Your goal
Reproduce the following lines verbatim.

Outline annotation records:

• • • • • • •

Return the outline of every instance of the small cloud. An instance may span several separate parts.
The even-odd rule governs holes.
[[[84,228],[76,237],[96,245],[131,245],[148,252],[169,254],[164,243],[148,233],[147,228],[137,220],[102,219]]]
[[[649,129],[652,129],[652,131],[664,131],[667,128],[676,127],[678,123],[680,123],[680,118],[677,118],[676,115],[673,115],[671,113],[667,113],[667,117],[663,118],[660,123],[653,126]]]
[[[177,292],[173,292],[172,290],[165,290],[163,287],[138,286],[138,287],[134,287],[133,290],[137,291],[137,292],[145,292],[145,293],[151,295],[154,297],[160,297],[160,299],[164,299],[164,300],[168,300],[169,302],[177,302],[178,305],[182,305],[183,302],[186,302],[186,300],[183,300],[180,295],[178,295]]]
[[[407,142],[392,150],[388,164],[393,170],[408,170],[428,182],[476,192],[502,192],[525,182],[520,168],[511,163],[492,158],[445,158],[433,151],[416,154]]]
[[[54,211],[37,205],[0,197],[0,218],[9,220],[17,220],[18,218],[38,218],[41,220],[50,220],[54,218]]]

• • • • • • •

Complete answer
Return the outline of every instance of the small cloud. An instance may span several separate parts.
The even-odd rule governs holes.
[[[84,228],[76,237],[96,245],[131,245],[148,252],[169,254],[164,243],[148,233],[147,228],[137,220],[102,219]]]
[[[649,129],[652,129],[652,131],[664,131],[667,128],[676,127],[678,123],[680,123],[680,118],[677,118],[676,115],[673,115],[671,113],[667,113],[667,117],[663,118],[660,123],[653,126]]]
[[[177,292],[173,292],[172,290],[165,290],[163,287],[138,286],[138,287],[134,287],[133,290],[137,291],[137,292],[145,292],[145,293],[151,295],[154,297],[160,297],[160,299],[164,299],[164,300],[168,300],[169,302],[177,302],[178,305],[182,305],[183,302],[186,302],[186,300],[183,300],[180,295],[178,295]]]
[[[407,142],[392,150],[388,164],[393,170],[408,170],[428,182],[476,192],[502,192],[525,182],[520,168],[511,163],[492,158],[445,158],[433,151],[416,154]]]
[[[54,211],[37,205],[0,197],[0,218],[9,220],[17,220],[18,218],[38,218],[41,220],[50,220],[54,218]]]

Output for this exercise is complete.